Problem details »
Copy everything from the line containing "Practice. Point out each instance of the rock" down to the line containing "pixel 160 411", putting "stone surface" in place of "rock surface" and changing nothing else.

Exercise inputs »
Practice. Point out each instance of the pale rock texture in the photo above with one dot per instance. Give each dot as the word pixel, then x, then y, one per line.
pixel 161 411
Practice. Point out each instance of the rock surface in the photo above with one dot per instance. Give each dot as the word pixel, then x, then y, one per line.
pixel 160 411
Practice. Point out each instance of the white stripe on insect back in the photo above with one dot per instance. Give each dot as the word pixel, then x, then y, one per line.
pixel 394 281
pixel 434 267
---
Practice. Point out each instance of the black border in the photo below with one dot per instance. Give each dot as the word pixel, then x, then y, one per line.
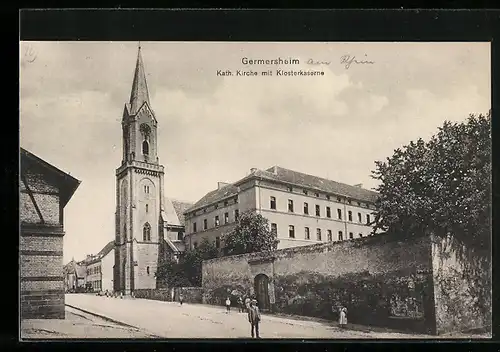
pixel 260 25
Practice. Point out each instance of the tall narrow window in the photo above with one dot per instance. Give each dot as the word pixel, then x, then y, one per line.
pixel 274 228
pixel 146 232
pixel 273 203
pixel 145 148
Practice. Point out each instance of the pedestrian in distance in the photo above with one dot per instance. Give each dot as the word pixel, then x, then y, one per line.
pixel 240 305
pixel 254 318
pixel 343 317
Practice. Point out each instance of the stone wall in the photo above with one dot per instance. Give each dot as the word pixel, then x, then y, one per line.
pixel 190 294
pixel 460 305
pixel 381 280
---
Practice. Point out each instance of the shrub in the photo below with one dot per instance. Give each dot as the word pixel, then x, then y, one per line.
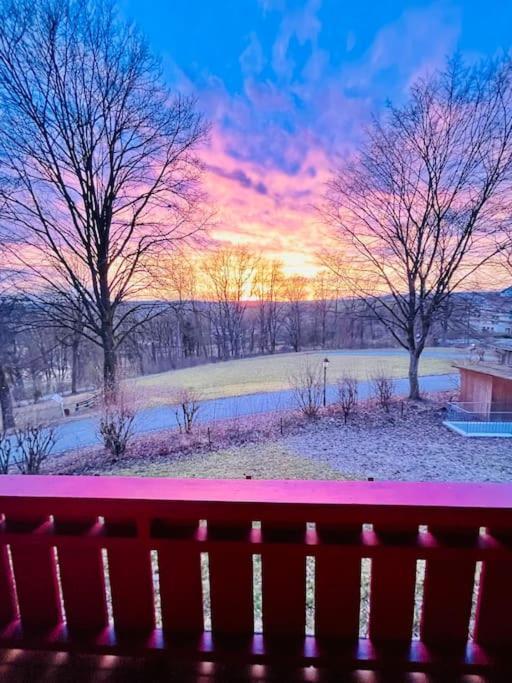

Solution below »
Practice. Point out each instance of the stone surface in the photo above with one dot per instance. Give each dot as the word pixel, then x, then y, one per line.
pixel 160 411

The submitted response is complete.